What is required - Render the records below as a Markdown table with the columns Row and Text, numbering each non-blank line in order. Omit blank lines, and keep the pictures out of the table.

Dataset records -
____
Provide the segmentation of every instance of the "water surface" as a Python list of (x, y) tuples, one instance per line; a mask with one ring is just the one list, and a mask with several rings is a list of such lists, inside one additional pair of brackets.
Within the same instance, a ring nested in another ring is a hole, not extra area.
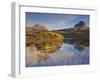
[(34, 47), (26, 48), (26, 67), (89, 64), (89, 47), (75, 44), (63, 43), (57, 51), (47, 54), (43, 61), (38, 61), (38, 54), (41, 52)]

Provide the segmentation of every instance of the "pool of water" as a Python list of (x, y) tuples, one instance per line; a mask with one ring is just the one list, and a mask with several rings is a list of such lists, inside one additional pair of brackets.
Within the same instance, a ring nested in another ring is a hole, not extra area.
[(26, 48), (26, 67), (89, 64), (89, 47), (63, 43), (59, 50), (41, 62), (37, 61), (39, 53), (30, 47)]

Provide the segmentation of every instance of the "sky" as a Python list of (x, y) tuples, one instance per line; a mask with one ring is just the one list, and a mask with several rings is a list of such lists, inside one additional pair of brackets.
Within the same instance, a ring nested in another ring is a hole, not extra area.
[(41, 24), (49, 30), (59, 30), (74, 27), (80, 21), (84, 21), (89, 27), (89, 15), (26, 12), (27, 27)]

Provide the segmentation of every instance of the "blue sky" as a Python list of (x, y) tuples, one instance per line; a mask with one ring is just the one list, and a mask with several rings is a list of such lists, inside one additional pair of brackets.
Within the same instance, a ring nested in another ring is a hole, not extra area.
[(84, 21), (89, 26), (89, 15), (33, 13), (26, 12), (26, 26), (41, 24), (49, 30), (71, 28), (79, 21)]

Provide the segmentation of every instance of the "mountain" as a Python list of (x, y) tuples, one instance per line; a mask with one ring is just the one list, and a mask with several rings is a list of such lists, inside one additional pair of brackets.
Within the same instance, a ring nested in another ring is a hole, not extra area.
[(46, 26), (40, 24), (35, 24), (34, 26), (26, 27), (26, 35), (33, 35), (35, 33), (46, 32), (46, 31), (48, 31)]
[(53, 30), (53, 31), (73, 32), (73, 31), (82, 31), (82, 30), (89, 30), (89, 27), (87, 27), (84, 21), (80, 21), (79, 23), (75, 24), (73, 28)]
[(74, 25), (74, 29), (76, 29), (76, 30), (85, 30), (87, 28), (88, 27), (84, 21), (80, 21), (78, 24)]

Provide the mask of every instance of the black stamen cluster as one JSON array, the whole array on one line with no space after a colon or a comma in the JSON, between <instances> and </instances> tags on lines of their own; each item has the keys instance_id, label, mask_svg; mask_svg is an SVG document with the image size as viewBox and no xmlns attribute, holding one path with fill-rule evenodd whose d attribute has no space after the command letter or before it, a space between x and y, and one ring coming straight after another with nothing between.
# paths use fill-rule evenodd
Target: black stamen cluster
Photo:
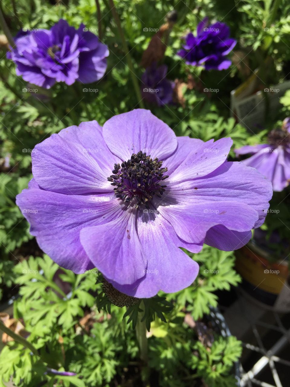
<instances>
[{"instance_id":1,"label":"black stamen cluster","mask_svg":"<svg viewBox=\"0 0 290 387\"><path fill-rule=\"evenodd\" d=\"M165 191L166 185L159 182L168 177L163 176L167 168L162 168L162 161L157 158L153 160L142 151L131 156L127 161L120 165L115 164L112 172L114 175L108 178L112 182L117 197L125 203L131 204L135 208L141 205L148 208L148 202L154 195L161 197Z\"/></svg>"},{"instance_id":2,"label":"black stamen cluster","mask_svg":"<svg viewBox=\"0 0 290 387\"><path fill-rule=\"evenodd\" d=\"M283 129L271 130L268 135L268 142L273 146L286 146L290 143L290 134Z\"/></svg>"}]
</instances>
____
Answer to this problem -
| Row | Text |
|---|---|
| 1 | Provide the segmentation of every instance of the "water surface" as a Python list of (x, y) tuples, one instance per line; a mask with one ring is just the one list, and a mask with several rings is a list of such lists, inside one additional pair of brackets. |
| 2 | Within the same instance, a ring nested in another ring is a hole, not extra area. |
| 3 | [(34, 47), (26, 48), (26, 67), (89, 64), (89, 47), (75, 44), (63, 43), (57, 51), (47, 54), (43, 61), (38, 61), (38, 54), (41, 52)] |
| 4 | Provide the segmentation of every instance of the "pool of water" as a Python list of (x, y) tuples, one instance per line; a mask with one ring is just the one list, and a mask with several rings is a list of such lists, inside one additional pair of brackets. |
| 5 | Within the same instance, a ring nested in another ring is a hole, not extra area. |
| 6 | [(26, 48), (26, 67), (89, 64), (89, 47), (63, 43), (59, 50), (41, 62), (37, 61), (39, 53), (30, 47)] |
| 7 | Provide the segmentation of every instance of the "sky" as a Python list of (x, y) tuples, one instance per line; a mask with one ring is just the one list, and a mask with several rings is a list of such lists, inside one additional pair of brackets. |
| 8 | Within the same instance, a ring nested in another ring is a hole, not extra area. |
| 9 | [(41, 24), (49, 30), (59, 30), (74, 27), (80, 21), (84, 21), (89, 27), (89, 15), (26, 12), (27, 27)] |
| 10 | Provide the segmentation of every instance of the "blue sky" as a Python list of (x, y) tuples, one instance per line; a mask with one ring is just the one list, and a mask with several rings is a list of such lists, inside one additional pair of brackets. |
| 11 | Within the same instance, a ring nested in another ring is a hole, not extra area. |
| 12 | [(84, 21), (89, 26), (89, 15), (33, 13), (26, 12), (26, 26), (41, 24), (49, 30), (71, 28), (79, 21)] |
| 13 | Provide the segmentation of every instance of the "mountain" as a Python list of (x, y) tuples, one instance per line; a mask with one ring is just the one list, and a mask with several rings is a list of such lists, inside one additional pair of brackets. |
| 14 | Within the same instance, a ring nested in another ring is a hole, not extra area. |
| 15 | [(46, 26), (40, 24), (35, 24), (34, 26), (26, 27), (26, 35), (33, 35), (35, 33), (46, 32), (46, 31), (48, 31)] |
| 16 | [(53, 30), (53, 31), (73, 32), (73, 31), (82, 31), (82, 30), (89, 30), (89, 27), (87, 27), (84, 21), (80, 21), (79, 23), (75, 24), (73, 28)] |
| 17 | [(74, 25), (74, 29), (76, 29), (76, 30), (85, 30), (87, 28), (88, 27), (84, 21), (80, 21), (78, 24)] |
| 18 | Provide the mask of every instance of the black stamen cluster as one JSON array, the whole array on one line with no space after a colon or a comma in the JSON, between <instances> and </instances> tags on lines of their own; each item has the keys instance_id, label, mask_svg; mask_svg is an SVG document with the image size as viewBox and no xmlns attribute, holding one path with fill-rule evenodd whose d attribute has no space after the command letter or before it, a space between x and y, and one ring coming straight after another with nothing between. |
| 19 | # paths use fill-rule evenodd |
| 20 | Target: black stamen cluster |
| 21 | Photo: |
| 22 | <instances> |
| 23 | [{"instance_id":1,"label":"black stamen cluster","mask_svg":"<svg viewBox=\"0 0 290 387\"><path fill-rule=\"evenodd\" d=\"M165 191L166 185L159 182L168 177L163 176L167 168L162 168L162 161L157 158L153 160L142 151L131 156L127 161L120 165L115 164L112 172L114 175L108 178L112 182L117 197L125 203L131 204L135 208L141 205L148 208L148 202L154 195L161 197Z\"/></svg>"},{"instance_id":2,"label":"black stamen cluster","mask_svg":"<svg viewBox=\"0 0 290 387\"><path fill-rule=\"evenodd\" d=\"M283 129L271 130L268 135L268 142L273 146L286 146L290 143L290 134Z\"/></svg>"}] |
| 24 | </instances> |